EXERCICES À RÉSOUDRE =
[A] Selon le texte sur la géographie littéraire, quelles approches Michel Collot distingue-t-il dans la première partie de l'ouvrage ?
[B] Reproduisez sans modification le passage du texte sur la géographie littéraire qui va de « Depuis une vingtaine » à « (Land Art, performance...). ».

Depuis une vingtaine d'années, on a vu se multiplier les travaux consacrés
à l'inscription de la littérature dans l'espace et/ou à la représentation des
lieux dans les textes littéraires. Cet intérêt pour les questions de géographie
littéraire se situe dans le contexte du «tournant spatial» qu'ont connu les
sciences humaines et sociales, mais aussi dans l'évolution des genres littéraires,
caractérisée par une spatialisation croissante des formes poétiques et
narratives (poésie spatiale, récits d'espace...), et dans le développement de
pratiques artistiques liées au site (Land Art, performance...).
En proposant dans la première partie de cet ouvrage un panorama de
ces travaux, Michel Collot, s'emploie à en définir les principales orientations,
en distinguant approches géographiques, «géocritiques» et «géopoétiques»,
sans renoncer pour autant à les articuler pour constituer une véritable «géographie
littéraire» capable de rendre compte des différentes dimensions de
l'espace littéraire : la référence à des lieux réels, la construction d'un «univers
imaginaire» ou d'un «paysage» et la spatialité propre au texte.

Descriptions de zones en langage naturel
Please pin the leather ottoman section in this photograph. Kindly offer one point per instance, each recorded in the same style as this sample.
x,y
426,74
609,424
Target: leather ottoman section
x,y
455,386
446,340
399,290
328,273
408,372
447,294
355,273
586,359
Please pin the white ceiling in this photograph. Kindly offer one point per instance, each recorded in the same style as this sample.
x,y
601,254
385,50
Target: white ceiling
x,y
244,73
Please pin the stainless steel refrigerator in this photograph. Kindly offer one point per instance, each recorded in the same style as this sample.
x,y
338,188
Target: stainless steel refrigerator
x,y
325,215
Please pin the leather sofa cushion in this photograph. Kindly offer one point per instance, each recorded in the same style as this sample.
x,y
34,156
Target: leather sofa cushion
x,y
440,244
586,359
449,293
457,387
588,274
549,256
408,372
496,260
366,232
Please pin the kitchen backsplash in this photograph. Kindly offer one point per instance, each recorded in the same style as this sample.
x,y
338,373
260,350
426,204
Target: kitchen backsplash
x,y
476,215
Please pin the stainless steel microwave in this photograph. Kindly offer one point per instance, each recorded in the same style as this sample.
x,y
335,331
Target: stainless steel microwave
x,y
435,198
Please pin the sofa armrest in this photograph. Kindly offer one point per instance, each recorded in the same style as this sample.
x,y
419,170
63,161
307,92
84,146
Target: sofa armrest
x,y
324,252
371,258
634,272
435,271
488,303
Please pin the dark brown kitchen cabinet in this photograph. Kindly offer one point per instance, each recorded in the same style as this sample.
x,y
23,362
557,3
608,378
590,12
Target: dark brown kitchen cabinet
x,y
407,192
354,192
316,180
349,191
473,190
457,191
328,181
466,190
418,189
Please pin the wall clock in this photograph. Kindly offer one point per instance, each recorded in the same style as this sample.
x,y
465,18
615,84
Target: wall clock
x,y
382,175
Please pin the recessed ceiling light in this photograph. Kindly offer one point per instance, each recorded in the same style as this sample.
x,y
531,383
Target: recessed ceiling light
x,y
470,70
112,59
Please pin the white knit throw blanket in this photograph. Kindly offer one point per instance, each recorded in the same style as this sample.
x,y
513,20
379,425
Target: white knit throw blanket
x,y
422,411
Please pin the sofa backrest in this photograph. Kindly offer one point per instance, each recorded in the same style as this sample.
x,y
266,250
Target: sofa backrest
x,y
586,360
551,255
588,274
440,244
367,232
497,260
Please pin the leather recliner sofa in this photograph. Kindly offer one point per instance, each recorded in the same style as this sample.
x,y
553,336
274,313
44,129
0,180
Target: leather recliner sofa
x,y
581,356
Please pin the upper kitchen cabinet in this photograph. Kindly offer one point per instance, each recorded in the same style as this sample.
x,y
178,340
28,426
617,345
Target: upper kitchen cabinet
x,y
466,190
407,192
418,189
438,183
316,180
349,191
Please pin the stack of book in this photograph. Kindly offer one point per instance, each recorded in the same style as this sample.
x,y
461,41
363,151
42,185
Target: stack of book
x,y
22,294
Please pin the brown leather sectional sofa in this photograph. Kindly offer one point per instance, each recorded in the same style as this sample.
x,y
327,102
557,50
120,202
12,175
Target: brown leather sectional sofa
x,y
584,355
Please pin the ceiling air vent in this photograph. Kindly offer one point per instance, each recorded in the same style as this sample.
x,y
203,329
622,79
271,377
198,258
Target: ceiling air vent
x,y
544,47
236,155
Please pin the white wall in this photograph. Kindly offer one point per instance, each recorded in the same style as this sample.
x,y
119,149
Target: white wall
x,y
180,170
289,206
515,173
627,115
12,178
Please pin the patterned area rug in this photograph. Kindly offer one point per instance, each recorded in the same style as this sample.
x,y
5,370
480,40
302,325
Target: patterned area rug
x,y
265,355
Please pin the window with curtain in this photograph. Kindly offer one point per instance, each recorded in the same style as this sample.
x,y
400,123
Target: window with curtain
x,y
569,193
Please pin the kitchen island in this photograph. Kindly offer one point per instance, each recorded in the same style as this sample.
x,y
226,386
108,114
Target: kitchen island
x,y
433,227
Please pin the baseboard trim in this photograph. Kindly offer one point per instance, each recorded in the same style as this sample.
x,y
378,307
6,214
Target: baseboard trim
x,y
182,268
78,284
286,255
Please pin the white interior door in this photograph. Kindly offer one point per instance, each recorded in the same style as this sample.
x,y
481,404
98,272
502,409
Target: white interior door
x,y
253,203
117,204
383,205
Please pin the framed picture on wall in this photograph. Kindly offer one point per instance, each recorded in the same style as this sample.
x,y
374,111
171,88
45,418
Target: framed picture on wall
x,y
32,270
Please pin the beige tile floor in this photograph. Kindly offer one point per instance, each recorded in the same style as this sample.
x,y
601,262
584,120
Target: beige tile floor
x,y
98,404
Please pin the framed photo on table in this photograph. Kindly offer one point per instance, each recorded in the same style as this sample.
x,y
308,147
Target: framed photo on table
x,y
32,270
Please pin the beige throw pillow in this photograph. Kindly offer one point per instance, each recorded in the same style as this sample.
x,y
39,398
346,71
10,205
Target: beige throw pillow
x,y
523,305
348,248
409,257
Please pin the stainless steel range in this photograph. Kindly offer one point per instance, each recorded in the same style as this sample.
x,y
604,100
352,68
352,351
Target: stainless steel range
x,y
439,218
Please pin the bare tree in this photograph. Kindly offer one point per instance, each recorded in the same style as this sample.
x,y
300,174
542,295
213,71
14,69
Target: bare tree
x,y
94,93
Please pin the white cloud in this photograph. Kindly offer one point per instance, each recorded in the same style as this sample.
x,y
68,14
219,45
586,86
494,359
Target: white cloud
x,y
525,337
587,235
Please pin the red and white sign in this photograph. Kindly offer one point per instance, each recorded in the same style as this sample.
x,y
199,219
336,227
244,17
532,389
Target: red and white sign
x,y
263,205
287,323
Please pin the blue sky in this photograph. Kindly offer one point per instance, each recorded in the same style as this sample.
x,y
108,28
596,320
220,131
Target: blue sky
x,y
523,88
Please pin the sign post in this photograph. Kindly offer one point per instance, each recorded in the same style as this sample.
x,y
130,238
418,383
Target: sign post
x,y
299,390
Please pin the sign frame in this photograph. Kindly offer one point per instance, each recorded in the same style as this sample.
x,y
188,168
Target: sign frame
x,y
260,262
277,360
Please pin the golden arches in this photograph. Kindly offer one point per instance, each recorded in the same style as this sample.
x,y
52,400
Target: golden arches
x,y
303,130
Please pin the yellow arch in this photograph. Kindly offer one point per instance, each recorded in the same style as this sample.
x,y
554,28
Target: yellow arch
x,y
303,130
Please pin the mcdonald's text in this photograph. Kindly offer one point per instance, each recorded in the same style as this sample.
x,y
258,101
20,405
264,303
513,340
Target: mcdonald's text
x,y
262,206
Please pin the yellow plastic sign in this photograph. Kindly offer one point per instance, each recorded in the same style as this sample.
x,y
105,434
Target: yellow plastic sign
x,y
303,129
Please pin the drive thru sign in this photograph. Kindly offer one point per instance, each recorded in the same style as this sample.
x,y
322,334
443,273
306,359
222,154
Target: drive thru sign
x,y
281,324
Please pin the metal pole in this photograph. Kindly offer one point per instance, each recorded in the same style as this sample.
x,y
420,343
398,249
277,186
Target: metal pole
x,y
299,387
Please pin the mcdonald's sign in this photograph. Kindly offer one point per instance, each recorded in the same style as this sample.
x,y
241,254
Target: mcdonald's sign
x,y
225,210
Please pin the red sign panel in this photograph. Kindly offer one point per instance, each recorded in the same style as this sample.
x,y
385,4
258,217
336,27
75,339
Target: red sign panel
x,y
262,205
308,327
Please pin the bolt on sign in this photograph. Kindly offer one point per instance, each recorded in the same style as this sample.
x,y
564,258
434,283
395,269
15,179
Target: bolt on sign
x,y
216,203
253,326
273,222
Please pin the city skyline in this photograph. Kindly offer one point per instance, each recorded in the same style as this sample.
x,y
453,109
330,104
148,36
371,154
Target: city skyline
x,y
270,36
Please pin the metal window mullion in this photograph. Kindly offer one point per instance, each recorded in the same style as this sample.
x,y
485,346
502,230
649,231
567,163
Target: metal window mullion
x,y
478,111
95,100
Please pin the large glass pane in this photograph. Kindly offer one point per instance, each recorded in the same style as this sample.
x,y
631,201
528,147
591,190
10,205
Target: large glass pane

RÉPONSES PAR EXERCICE =
[A] Il distingue les approches géographiques, « géocritiques » et « géopoétiques ».

[B]
Depuis une vingtaine d'années, on a vu se multiplier les travaux consacrés
à l'inscription de la littérature dans l'espace et/ou à la représentation des
lieux dans les textes littéraires. Cet intérêt pour les questions de géographie
littéraire se situe dans le contexte du «tournant spatial» qu'ont connu les
sciences humaines et sociales, mais aussi dans l'évolution des genres littéraires,
caractérisée par une spatialisation croissante des formes poétiques et
narratives (poésie spatiale, récits d'espace...), et dans le développement de
pratiques artistiques liées au site (Land Art, performance...).